■ Text section
And understanding, how these, tools can be used and leveraged in your workflow is crucial, especially in the age of AI product development. The next thing I wanna talk about is tap into further just one of the first couple of things that you can do to actually get hands on, learning resources. So this is a template that I'd actually developed to share with a couple of people on on my content creation platform, and I feel this is a good framework to start with. If you're really starting as a beginner in AI and UX research, focusing more on the AI over here. There are a couple of things you can start to familiarize yourself, with what that means. So and especially in terms of course and reading, I would recommend going through a couple of courses. Like, there is AI for everyone on Coursera.

There's also introduction to what responsible AI means. These are all free courses that are available. If you just Google search them, this should be available to you, and I think that's a great starting point, to get your foot in the door. The third one that I would highly, highly recommend is Nielsen Norman Group, the NNG Group. These are this, this online platform are specifically known for having a really good knowledge source for UX articles and even AI articles as well as courses. So I would highly, highly recommend taking a look at, NNG Group. A couple of skills that you should be focusing on as a beginner in UX research and AI would be prompt prompt crafting.

■ Supplied information
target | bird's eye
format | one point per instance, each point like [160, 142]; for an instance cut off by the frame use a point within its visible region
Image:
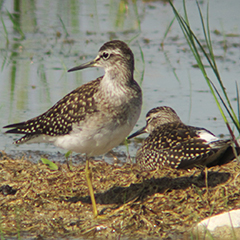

■ Exercise directions
Can you restate the stretch of the talk on AI and UX research from "And understanding, how" through "everyone on Coursera.", renaming "beginner" to "newcomer"?

■ Reply
And understanding, how these, tools can be used and leveraged in your workflow is crucial, especially in the age of AI product development. The next thing I wanna talk about is tap into further just one of the first couple of things that you can do to actually get hands on, learning resources. So this is a template that I'd actually developed to share with a couple of people on on my content creation platform, and I feel this is a good framework to start with. If you're really starting as a newcomer in AI and UX research, focusing more on the AI over here. There are a couple of things you can start to familiarize yourself, with what that means. So and especially in terms of course and reading, I would recommend going through a couple of courses. Like, there is AI for everyone on Coursera.